*** Opening Given records ***
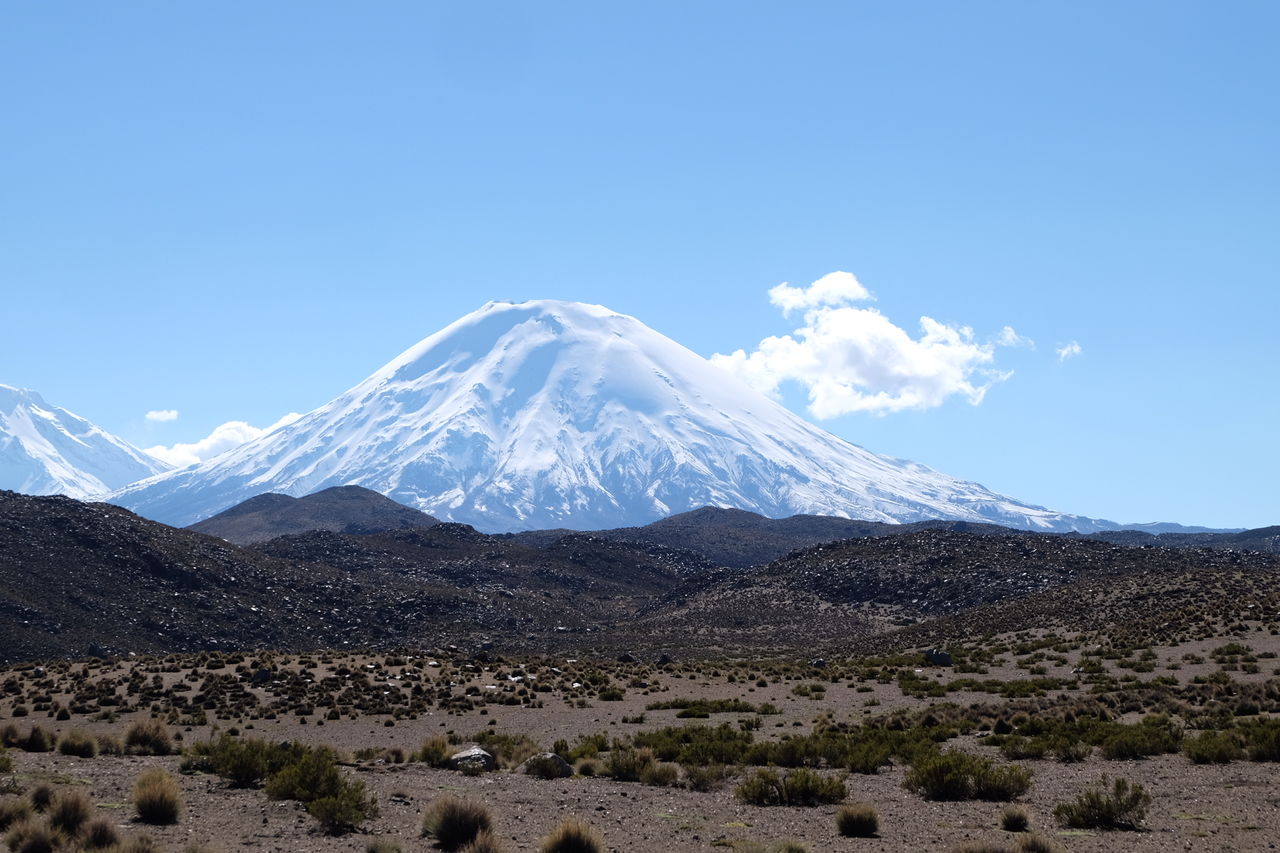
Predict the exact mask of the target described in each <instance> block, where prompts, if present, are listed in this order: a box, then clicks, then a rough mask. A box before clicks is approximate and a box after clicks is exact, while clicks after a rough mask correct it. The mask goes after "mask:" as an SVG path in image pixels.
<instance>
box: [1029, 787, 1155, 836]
mask: <svg viewBox="0 0 1280 853" xmlns="http://www.w3.org/2000/svg"><path fill="white" fill-rule="evenodd" d="M1149 806H1151V795H1149V794H1148V793H1147V790H1146V789H1144V788H1143V786H1142V785H1139V784H1138V783H1129V781H1128V780H1124V779H1116V780H1112V781H1111V783H1110V785H1108V780H1107V777H1106V776H1103V777H1102V779H1101V781H1100V783H1098V785H1097V786H1094V788H1089V789H1087V790H1084V792H1083V793H1082V794H1080V795H1079V797H1076V798H1075V799H1074V800H1073V802H1070V803H1059V804H1057V806H1056V807H1055V808H1053V817H1055V820H1057V822H1059V824H1062V825H1064V826H1071V827H1074V829H1102V830H1115V829H1121V830H1124V829H1126V830H1134V829H1138V825H1139V824H1140V822H1142V818H1143V817H1146V816H1147V808H1148V807H1149Z"/></svg>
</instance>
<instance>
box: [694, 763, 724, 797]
mask: <svg viewBox="0 0 1280 853" xmlns="http://www.w3.org/2000/svg"><path fill="white" fill-rule="evenodd" d="M682 770H684V771H685V786H686V788H689V790H698V792H710V790H717V789H718V788H721V786H722V785H723V784H724V781H726V780H727V779H728V777H730V776H731V775H732V771H731V770H730V768H728V767H726V766H724V765H685V766H684V767H682Z"/></svg>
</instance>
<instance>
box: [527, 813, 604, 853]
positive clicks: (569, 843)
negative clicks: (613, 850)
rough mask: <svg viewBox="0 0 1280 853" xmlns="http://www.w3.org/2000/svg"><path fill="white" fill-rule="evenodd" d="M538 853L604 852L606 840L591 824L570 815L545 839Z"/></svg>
mask: <svg viewBox="0 0 1280 853" xmlns="http://www.w3.org/2000/svg"><path fill="white" fill-rule="evenodd" d="M538 853H604V841H603V840H602V839H600V836H599V835H596V834H595V830H593V829H591V827H590V826H588V825H586V824H584V822H582V821H580V820H579V818H576V817H570V818H568V820H566V821H562V822H561V825H559V826H557V827H556V829H554V830H552V834H550V835H548V836H547V838H544V839H543V843H541V844H540V845H539V848H538Z"/></svg>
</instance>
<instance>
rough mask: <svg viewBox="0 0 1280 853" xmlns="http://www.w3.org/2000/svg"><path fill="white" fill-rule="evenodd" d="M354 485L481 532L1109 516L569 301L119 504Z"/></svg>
mask: <svg viewBox="0 0 1280 853" xmlns="http://www.w3.org/2000/svg"><path fill="white" fill-rule="evenodd" d="M342 484H356V485H364V487H366V488H370V489H375V491H378V492H381V493H384V494H387V496H389V497H392V498H394V500H397V501H401V502H402V503H407V505H410V506H415V507H417V508H420V510H422V511H425V512H429V514H431V515H434V516H436V517H439V519H443V520H451V521H465V523H468V524H472V525H475V526H477V528H480V529H481V530H518V529H536V528H552V526H570V528H577V529H593V528H616V526H622V525H636V524H644V523H648V521H653V520H654V519H658V517H662V516H666V515H669V514H673V512H681V511H685V510H690V508H695V507H700V506H705V505H713V506H727V507H739V508H744V510H753V511H755V512H760V514H763V515H768V516H774V517H778V516H787V515H794V514H797V512H808V514H820V515H836V516H846V517H858V519H868V520H876V521H915V520H923V519H961V520H973V521H993V523H997V524H1005V525H1012V526H1020V528H1032V529H1042V530H1070V529H1079V530H1092V529H1096V528H1097V524H1096V523H1093V521H1092V520H1089V519H1082V517H1078V516H1068V515H1062V514H1059V512H1052V511H1050V510H1046V508H1043V507H1037V506H1029V505H1025V503H1020V502H1018V501H1014V500H1012V498H1009V497H1005V496H1001V494H996V493H993V492H989V491H987V489H984V488H983V487H980V485H978V484H977V483H966V482H963V480H957V479H955V478H950V476H946V475H945V474H940V473H937V471H933V470H931V469H928V467H925V466H923V465H916V464H914V462H908V461H902V460H895V459H890V457H886V456H879V455H876V453H872V452H869V451H865V450H863V448H861V447H858V446H855V444H850V443H849V442H845V441H842V439H840V438H836V437H835V435H831V434H829V433H827V432H824V430H822V429H819V428H817V427H814V425H813V424H810V423H808V421H805V420H804V419H803V418H800V416H797V415H795V414H792V412H790V411H788V410H786V409H785V407H782V406H781V405H778V403H776V402H773V401H772V400H769V398H767V397H764V396H762V394H759V393H758V392H755V391H753V389H750V388H748V387H746V386H745V384H742V383H741V382H740V380H737V379H736V378H733V377H732V375H730V374H727V373H724V371H723V370H721V369H719V368H716V366H714V365H712V364H710V362H708V361H707V360H705V359H703V357H701V356H699V355H696V353H695V352H691V351H690V350H686V348H685V347H682V346H680V345H678V343H676V342H675V341H671V339H669V338H666V337H663V336H662V334H659V333H657V332H654V330H653V329H650V328H648V327H646V325H644V324H643V323H640V321H639V320H636V319H634V318H630V316H625V315H621V314H614V313H613V311H609V310H608V309H605V307H602V306H595V305H582V304H576V302H556V301H534V302H522V304H507V302H490V304H488V305H485V306H484V307H481V309H480V310H477V311H475V313H472V314H468V315H467V316H465V318H462V319H460V320H457V321H456V323H453V324H452V325H449V327H447V328H445V329H443V330H440V332H438V333H435V334H433V336H430V337H429V338H426V339H424V341H422V342H420V343H417V345H416V346H413V347H411V348H410V350H407V351H404V352H403V353H401V355H399V356H398V357H397V359H394V360H393V361H392V362H390V364H388V365H387V366H384V368H383V369H381V370H379V371H376V373H375V374H372V375H371V377H369V378H367V379H365V380H364V382H361V383H360V384H358V386H356V387H355V388H352V389H351V391H348V392H347V393H344V394H342V396H340V397H338V398H337V400H334V401H333V402H330V403H328V405H325V406H321V407H320V409H316V410H315V411H312V412H310V414H307V415H303V416H302V418H301V419H298V420H297V421H294V423H293V424H289V425H288V427H284V428H282V429H278V430H275V432H273V433H269V434H266V435H262V437H261V438H259V439H256V441H252V442H250V443H247V444H244V446H242V447H239V448H236V450H232V451H228V452H227V453H223V455H221V456H218V457H216V459H212V460H209V461H206V462H202V464H200V465H196V466H192V467H187V469H182V470H179V471H173V473H169V474H163V475H160V476H156V478H151V479H148V480H143V482H141V483H136V484H133V485H129V487H127V488H124V489H122V491H119V492H116V493H115V494H114V496H113V497H111V498H110V500H111V501H114V502H116V503H120V505H123V506H127V507H129V508H132V510H134V511H137V512H140V514H142V515H145V516H148V517H152V519H156V520H160V521H166V523H169V524H180V525H186V524H192V523H195V521H198V520H201V519H205V517H207V516H210V515H212V514H215V512H218V511H220V510H224V508H227V507H228V506H232V505H234V503H238V502H239V501H243V500H246V498H248V497H252V496H255V494H260V493H262V492H283V493H287V494H293V496H302V494H307V493H311V492H315V491H317V489H321V488H325V487H329V485H342ZM1102 525H1103V526H1114V525H1110V524H1107V523H1102Z"/></svg>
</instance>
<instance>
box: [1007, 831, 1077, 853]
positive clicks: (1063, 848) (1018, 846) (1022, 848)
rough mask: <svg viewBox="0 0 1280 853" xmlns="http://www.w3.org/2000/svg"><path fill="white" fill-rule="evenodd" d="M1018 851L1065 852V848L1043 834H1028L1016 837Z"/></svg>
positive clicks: (1037, 852) (1019, 851)
mask: <svg viewBox="0 0 1280 853" xmlns="http://www.w3.org/2000/svg"><path fill="white" fill-rule="evenodd" d="M1015 849H1016V850H1018V853H1066V848H1065V847H1062V845H1061V844H1059V843H1057V841H1055V840H1053V839H1051V838H1044V836H1043V835H1028V836H1025V838H1020V839H1018V847H1016V848H1015Z"/></svg>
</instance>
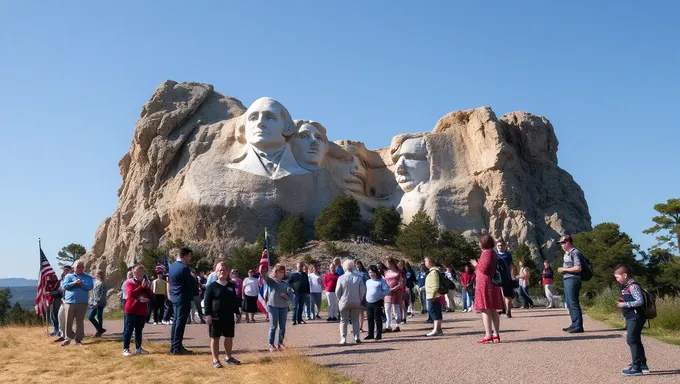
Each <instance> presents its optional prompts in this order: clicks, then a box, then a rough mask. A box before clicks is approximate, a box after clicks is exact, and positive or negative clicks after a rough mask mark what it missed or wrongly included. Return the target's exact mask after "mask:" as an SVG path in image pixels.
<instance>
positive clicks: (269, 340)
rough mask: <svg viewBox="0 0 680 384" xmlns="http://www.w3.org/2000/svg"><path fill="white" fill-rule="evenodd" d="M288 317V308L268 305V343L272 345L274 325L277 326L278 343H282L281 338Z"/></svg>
mask: <svg viewBox="0 0 680 384" xmlns="http://www.w3.org/2000/svg"><path fill="white" fill-rule="evenodd" d="M287 317H288V308H287V307H284V308H279V307H272V306H271V305H270V306H269V345H274V335H275V334H276V327H277V326H278V328H279V344H283V338H284V337H285V336H286V318H287Z"/></svg>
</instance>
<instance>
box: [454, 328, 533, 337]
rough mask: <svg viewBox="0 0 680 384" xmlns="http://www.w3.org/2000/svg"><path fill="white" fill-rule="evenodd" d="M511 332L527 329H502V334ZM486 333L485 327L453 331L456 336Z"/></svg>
mask: <svg viewBox="0 0 680 384" xmlns="http://www.w3.org/2000/svg"><path fill="white" fill-rule="evenodd" d="M511 332H526V329H501V333H500V334H501V335H503V334H504V333H511ZM483 333H484V330H483V329H480V330H479V331H470V332H458V333H452V335H454V336H474V335H481V334H483Z"/></svg>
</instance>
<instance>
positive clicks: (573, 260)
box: [557, 235, 583, 333]
mask: <svg viewBox="0 0 680 384" xmlns="http://www.w3.org/2000/svg"><path fill="white" fill-rule="evenodd" d="M560 244H561V245H562V249H563V250H564V252H565V253H564V257H563V259H562V267H560V268H558V269H557V272H558V273H561V274H562V276H563V278H564V299H565V301H566V303H567V308H569V316H570V317H571V324H570V325H569V326H568V327H566V328H563V329H562V330H563V331H565V332H568V333H582V332H583V313H582V312H581V303H580V301H579V298H580V295H581V260H583V256H582V255H581V252H580V251H579V250H578V249H577V248H576V247H574V244H573V240H572V238H571V236H570V235H564V236H562V237H561V238H560Z"/></svg>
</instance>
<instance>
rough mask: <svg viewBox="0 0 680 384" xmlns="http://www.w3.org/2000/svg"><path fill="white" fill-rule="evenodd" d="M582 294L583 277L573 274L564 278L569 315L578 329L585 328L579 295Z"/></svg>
mask: <svg viewBox="0 0 680 384" xmlns="http://www.w3.org/2000/svg"><path fill="white" fill-rule="evenodd" d="M580 295H581V277H580V276H573V277H567V278H565V279H564V300H565V302H566V303H567V308H569V316H570V317H571V327H572V328H576V329H583V313H581V304H580V303H579V297H580Z"/></svg>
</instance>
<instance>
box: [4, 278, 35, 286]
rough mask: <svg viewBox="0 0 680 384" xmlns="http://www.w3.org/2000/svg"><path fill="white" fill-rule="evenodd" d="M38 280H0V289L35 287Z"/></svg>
mask: <svg viewBox="0 0 680 384" xmlns="http://www.w3.org/2000/svg"><path fill="white" fill-rule="evenodd" d="M37 285H38V280H29V279H24V278H14V277H12V278H9V279H0V287H34V288H35V287H36V286H37Z"/></svg>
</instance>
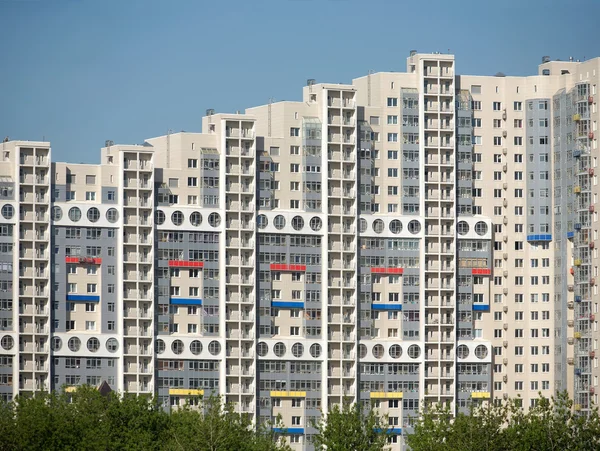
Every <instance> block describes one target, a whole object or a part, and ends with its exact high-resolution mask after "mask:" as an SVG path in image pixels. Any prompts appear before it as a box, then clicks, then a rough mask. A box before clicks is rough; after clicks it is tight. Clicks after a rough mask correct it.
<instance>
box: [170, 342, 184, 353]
mask: <svg viewBox="0 0 600 451" xmlns="http://www.w3.org/2000/svg"><path fill="white" fill-rule="evenodd" d="M183 349H184V346H183V341H181V340H175V341H174V342H173V343H171V351H173V354H177V355H179V354H182V353H183Z"/></svg>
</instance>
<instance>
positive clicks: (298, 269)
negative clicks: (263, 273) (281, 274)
mask: <svg viewBox="0 0 600 451" xmlns="http://www.w3.org/2000/svg"><path fill="white" fill-rule="evenodd" d="M271 271H306V265H282V264H280V263H271Z"/></svg>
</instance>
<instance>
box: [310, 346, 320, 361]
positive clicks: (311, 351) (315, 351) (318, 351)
mask: <svg viewBox="0 0 600 451" xmlns="http://www.w3.org/2000/svg"><path fill="white" fill-rule="evenodd" d="M310 355H312V356H313V357H314V358H315V359H317V358H319V357H321V345H320V344H318V343H314V344H312V345H311V347H310Z"/></svg>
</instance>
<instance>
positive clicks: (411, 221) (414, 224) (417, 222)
mask: <svg viewBox="0 0 600 451" xmlns="http://www.w3.org/2000/svg"><path fill="white" fill-rule="evenodd" d="M408 231H409V232H410V233H412V234H416V233H419V232H420V231H421V223H420V222H419V221H417V220H416V219H413V220H412V221H410V222H409V223H408Z"/></svg>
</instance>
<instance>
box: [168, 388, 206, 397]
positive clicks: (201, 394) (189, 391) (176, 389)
mask: <svg viewBox="0 0 600 451" xmlns="http://www.w3.org/2000/svg"><path fill="white" fill-rule="evenodd" d="M169 395H178V396H204V390H197V389H192V388H169Z"/></svg>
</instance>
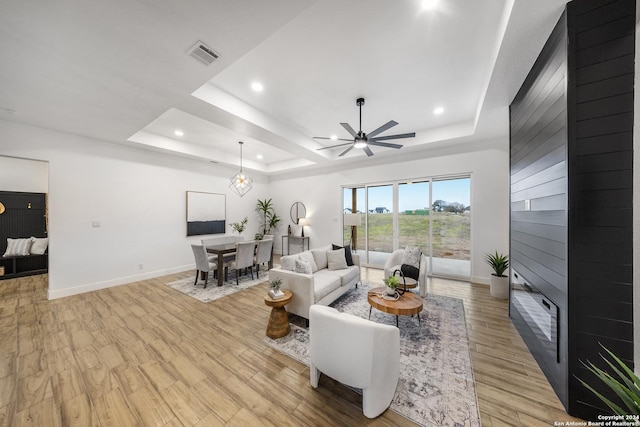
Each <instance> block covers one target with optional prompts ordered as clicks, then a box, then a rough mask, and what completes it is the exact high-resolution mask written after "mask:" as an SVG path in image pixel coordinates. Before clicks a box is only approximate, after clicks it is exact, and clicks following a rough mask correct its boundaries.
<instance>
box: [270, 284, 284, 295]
mask: <svg viewBox="0 0 640 427" xmlns="http://www.w3.org/2000/svg"><path fill="white" fill-rule="evenodd" d="M281 284H282V280H280V279H275V280H272V281H271V282H269V287H270V289H269V296H270V297H271V298H272V299H277V298H281V297H282V296H284V292H282V291H281V290H280V285H281Z"/></svg>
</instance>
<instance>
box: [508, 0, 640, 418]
mask: <svg viewBox="0 0 640 427" xmlns="http://www.w3.org/2000/svg"><path fill="white" fill-rule="evenodd" d="M635 8H636V5H635V0H579V1H576V0H574V1H572V2H570V3H568V4H567V8H566V10H565V13H564V14H563V16H562V17H561V19H560V20H559V22H558V24H557V25H556V27H555V29H554V31H553V33H552V34H551V36H550V37H549V40H548V42H547V44H546V45H545V47H544V49H543V51H542V52H541V54H540V56H539V58H538V60H537V62H536V63H535V65H534V67H533V68H532V70H531V72H530V74H529V75H528V77H527V79H526V80H525V82H524V83H523V86H522V88H521V90H520V91H519V92H518V94H517V96H516V98H515V99H514V101H513V103H512V105H511V111H510V113H511V230H510V236H511V237H510V239H511V249H510V253H511V265H512V270H514V271H517V272H518V273H519V274H521V275H522V276H523V278H524V279H525V280H526V281H527V282H528V283H531V284H532V285H533V286H535V287H536V288H537V289H539V290H540V291H541V292H542V293H544V294H545V295H546V296H547V298H549V299H550V300H552V301H553V302H554V303H555V304H556V305H558V307H559V325H558V327H559V333H558V336H559V350H560V359H559V362H558V363H553V362H552V361H551V360H550V359H549V357H546V358H545V357H542V348H541V344H540V343H539V342H536V339H535V337H533V336H532V334H531V331H530V330H528V328H527V327H526V322H525V321H524V320H523V317H522V316H521V315H520V314H519V313H518V312H517V309H514V306H513V305H511V306H510V315H511V317H512V319H513V322H514V324H515V325H516V327H517V328H518V330H519V331H520V332H521V334H522V335H523V338H524V339H525V341H526V342H527V345H528V346H529V348H530V349H531V351H532V353H533V354H534V356H536V359H537V360H538V362H539V363H540V366H541V368H542V369H543V371H544V372H545V374H546V375H547V377H548V378H549V381H550V383H551V384H552V386H553V387H554V389H555V390H556V392H557V394H558V396H559V397H560V399H561V400H562V402H563V403H564V405H565V407H566V408H567V410H568V412H569V413H571V414H572V415H575V416H578V417H581V418H585V419H589V420H591V419H596V417H597V415H598V414H602V413H607V412H608V411H607V410H606V409H605V407H604V405H603V404H602V403H601V402H600V401H599V400H598V399H597V398H596V397H595V396H593V395H592V394H591V393H590V392H588V391H587V390H586V389H585V388H584V387H583V386H582V385H581V384H580V383H579V382H578V380H577V379H576V376H577V377H579V378H582V379H584V380H586V381H587V382H589V383H592V384H594V385H596V386H597V387H598V388H599V390H600V391H601V392H603V394H605V395H608V396H611V393H610V392H609V391H608V390H606V387H603V386H601V385H600V384H599V383H598V381H596V380H595V379H594V378H593V377H592V376H591V375H590V374H589V373H588V371H587V370H586V369H584V367H583V366H582V364H581V361H586V360H589V361H592V362H595V363H598V364H601V362H600V360H601V359H600V357H599V356H598V353H600V352H601V348H600V346H599V343H602V344H603V345H605V346H606V347H608V348H609V349H611V350H612V351H614V352H615V353H616V354H617V355H619V356H620V357H621V358H622V359H623V360H624V361H625V362H627V364H628V365H630V366H631V367H633V359H634V357H633V356H634V355H633V287H632V279H633V277H632V270H633V265H632V254H633V242H632V237H633V236H632V231H633V219H632V218H633V210H632V202H633V198H632V189H633V114H634V111H633V93H634V92H633V91H634V87H633V85H634V67H635V65H634V60H635ZM554 89H555V90H554Z"/></svg>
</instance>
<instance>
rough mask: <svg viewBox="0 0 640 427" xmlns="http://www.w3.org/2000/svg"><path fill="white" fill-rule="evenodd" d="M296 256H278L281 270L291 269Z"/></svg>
mask: <svg viewBox="0 0 640 427" xmlns="http://www.w3.org/2000/svg"><path fill="white" fill-rule="evenodd" d="M297 258H298V257H296V256H295V255H285V256H283V257H281V258H280V268H282V269H283V270H289V271H293V270H294V269H295V268H296V259H297Z"/></svg>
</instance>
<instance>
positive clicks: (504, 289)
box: [489, 274, 509, 299]
mask: <svg viewBox="0 0 640 427" xmlns="http://www.w3.org/2000/svg"><path fill="white" fill-rule="evenodd" d="M489 280H490V281H489V284H490V288H489V292H490V293H491V296H492V297H494V298H498V299H507V298H509V277H507V276H496V275H495V274H492V275H491V277H490V278H489Z"/></svg>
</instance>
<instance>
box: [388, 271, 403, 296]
mask: <svg viewBox="0 0 640 427" xmlns="http://www.w3.org/2000/svg"><path fill="white" fill-rule="evenodd" d="M384 284H385V285H387V290H386V291H385V294H387V295H388V296H390V297H395V296H396V288H397V287H398V285H399V284H400V279H399V278H398V276H395V275H394V276H389V277H387V278H386V279H384Z"/></svg>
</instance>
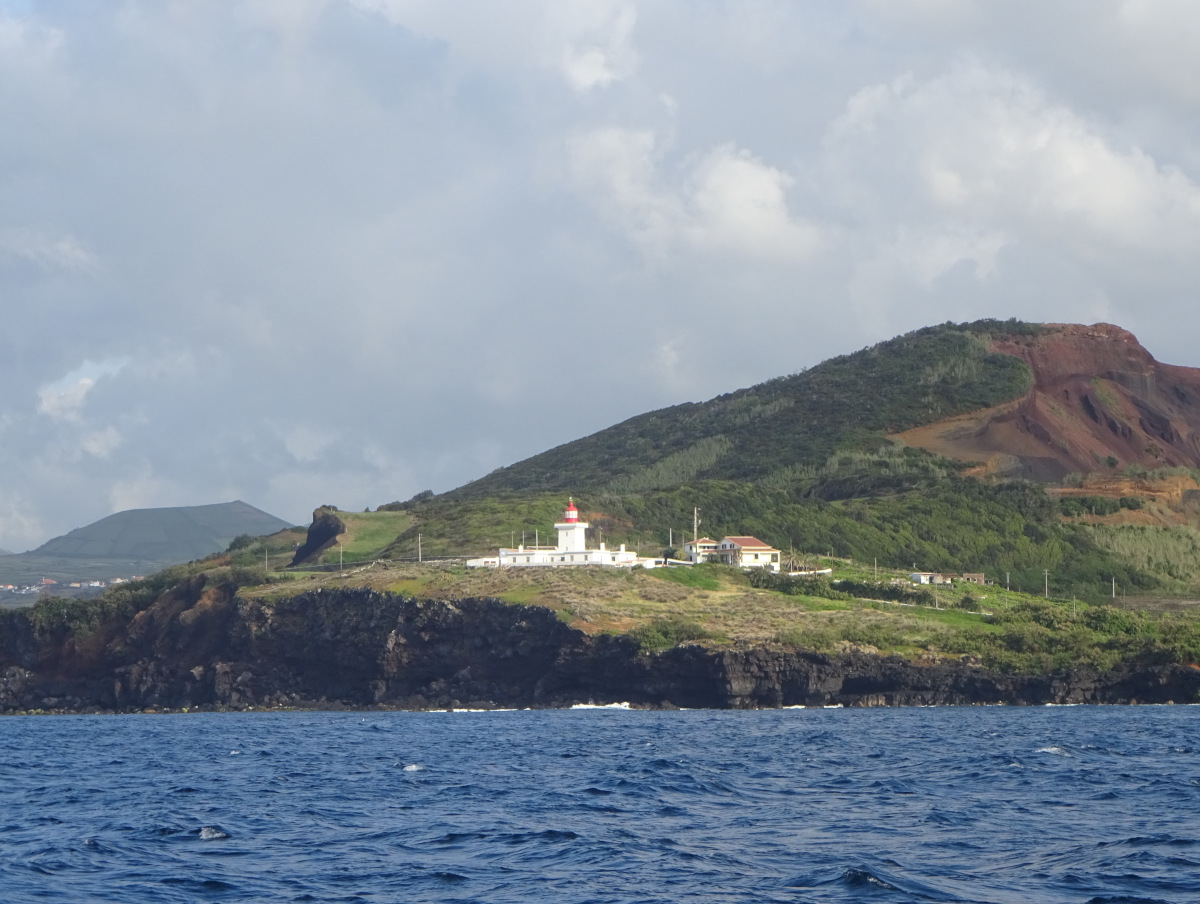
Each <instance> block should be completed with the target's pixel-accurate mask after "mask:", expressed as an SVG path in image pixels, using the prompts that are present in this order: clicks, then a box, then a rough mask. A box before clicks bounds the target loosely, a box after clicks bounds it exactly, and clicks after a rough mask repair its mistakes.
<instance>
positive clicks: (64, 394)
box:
*** Closing Given records ***
● What to do
Report every line of the rows above that contains the string "block", copying each line in full. Case counts.

● Reply to the task
Predict the exact mask of the target described in each <instance> block, where prompts, if present, are listed in this order: a box, then clicks, then a rough mask. A box before clicks is approximate and a box after clicks is exact, while clicks after a rough mask correct it. The mask goes after "mask:" as an SVG path in image pixels.
Every <instance> block describes one target, a whole object or a part, and ends with its exact high-resolution mask after "mask:" as an SVG path in image pixels. Any prompts appear before it as a box, then clicks, then a rough mask. A box before clicks is rough; after clicks it is tight. Clicks after a rough mask correct it.
Each <instance> block covers one target with optional prompts ordered as clicks, then a box, then a rough mask, and what completes it is the exact high-resolution mask written after "mask:" as an SVG path in image pixel coordinates. Before clicks a box is only approximate, after clicks it is exact, and clicks following a rough mask correct its boundaries.
Each <instance> block should be completed with the target's pixel-accurate mask after "mask:", expressed as an SVG path in image pixels, using the prompts that are present in this order: clicks, then a box, then a rough mask. A box before clicks bounds the target loosely, a box after clicks bounds it exactly, and clicks after a rough mask repair its mistakes.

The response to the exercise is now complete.